À produire: Pouvez-vous mettre à jour la partie de la liste qui commence à la ligne contenant « Target: sky » et se termine à celle contenant « x=799, y=422 », en remplaçant « grass » par « lawn » sans rien modifier d'autre, puis ne redonner que ces lignes ?

Données extraites:
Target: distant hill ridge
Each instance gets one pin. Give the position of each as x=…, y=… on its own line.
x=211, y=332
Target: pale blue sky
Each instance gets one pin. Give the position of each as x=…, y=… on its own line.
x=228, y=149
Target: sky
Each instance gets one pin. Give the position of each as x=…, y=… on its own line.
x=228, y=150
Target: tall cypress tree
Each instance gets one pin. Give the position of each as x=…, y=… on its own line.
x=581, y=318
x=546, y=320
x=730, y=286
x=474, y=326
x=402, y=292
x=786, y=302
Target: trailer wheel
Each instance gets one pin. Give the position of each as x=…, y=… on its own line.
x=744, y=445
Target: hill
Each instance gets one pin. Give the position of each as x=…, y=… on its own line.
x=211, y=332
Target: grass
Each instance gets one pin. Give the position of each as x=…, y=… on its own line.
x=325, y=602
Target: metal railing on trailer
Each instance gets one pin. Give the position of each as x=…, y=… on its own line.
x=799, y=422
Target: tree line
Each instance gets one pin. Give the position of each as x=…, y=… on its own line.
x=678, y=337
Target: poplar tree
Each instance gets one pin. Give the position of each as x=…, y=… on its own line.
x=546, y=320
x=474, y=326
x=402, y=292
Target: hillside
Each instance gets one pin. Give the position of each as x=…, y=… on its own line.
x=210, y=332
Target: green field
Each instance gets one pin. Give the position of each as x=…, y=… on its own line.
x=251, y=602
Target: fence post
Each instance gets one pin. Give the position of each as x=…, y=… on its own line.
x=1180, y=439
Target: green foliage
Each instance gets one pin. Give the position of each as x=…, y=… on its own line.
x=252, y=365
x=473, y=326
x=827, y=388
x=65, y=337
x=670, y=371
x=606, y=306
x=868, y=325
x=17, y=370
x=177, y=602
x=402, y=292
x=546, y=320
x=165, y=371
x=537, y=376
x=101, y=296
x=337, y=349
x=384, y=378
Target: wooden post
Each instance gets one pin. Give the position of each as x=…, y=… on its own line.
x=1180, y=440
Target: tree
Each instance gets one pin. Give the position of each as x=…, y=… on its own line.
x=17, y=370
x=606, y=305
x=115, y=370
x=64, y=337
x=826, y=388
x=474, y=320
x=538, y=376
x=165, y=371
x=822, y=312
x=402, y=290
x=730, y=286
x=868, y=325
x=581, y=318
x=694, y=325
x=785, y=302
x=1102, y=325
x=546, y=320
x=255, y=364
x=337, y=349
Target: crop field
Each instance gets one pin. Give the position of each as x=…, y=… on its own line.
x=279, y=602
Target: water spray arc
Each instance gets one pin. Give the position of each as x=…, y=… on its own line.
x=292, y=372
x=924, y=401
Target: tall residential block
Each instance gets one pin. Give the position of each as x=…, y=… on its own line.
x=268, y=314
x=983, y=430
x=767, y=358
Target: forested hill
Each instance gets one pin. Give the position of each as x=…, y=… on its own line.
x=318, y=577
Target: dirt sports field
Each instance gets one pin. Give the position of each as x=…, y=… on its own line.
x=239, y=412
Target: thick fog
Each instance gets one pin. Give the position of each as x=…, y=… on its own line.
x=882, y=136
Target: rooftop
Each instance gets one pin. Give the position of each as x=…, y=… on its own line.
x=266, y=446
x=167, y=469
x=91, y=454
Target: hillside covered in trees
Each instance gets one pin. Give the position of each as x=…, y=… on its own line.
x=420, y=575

Solution:
Target: sky
Each instance gets one pin. Give the position of each as x=…, y=… on its own line.
x=228, y=150
Target: tall cypress tree
Each instance gets one pin. Give the position of each as x=…, y=… on its own line.
x=581, y=318
x=546, y=320
x=730, y=286
x=474, y=326
x=402, y=292
x=786, y=302
Target: trailer wheel
Each instance gets one pin. Give the position of each as x=…, y=… on its own line.
x=744, y=445
Target: hill
Each instance gets one pin. Give the position of each as x=…, y=… on its own line.
x=211, y=332
Target: lawn
Each instance gets one pin. Give the position of each as x=…, y=… on its own line.
x=325, y=602
Target: metal railing on trailer
Each instance gets one pin. Give the position of each as x=…, y=… on its own line.
x=799, y=422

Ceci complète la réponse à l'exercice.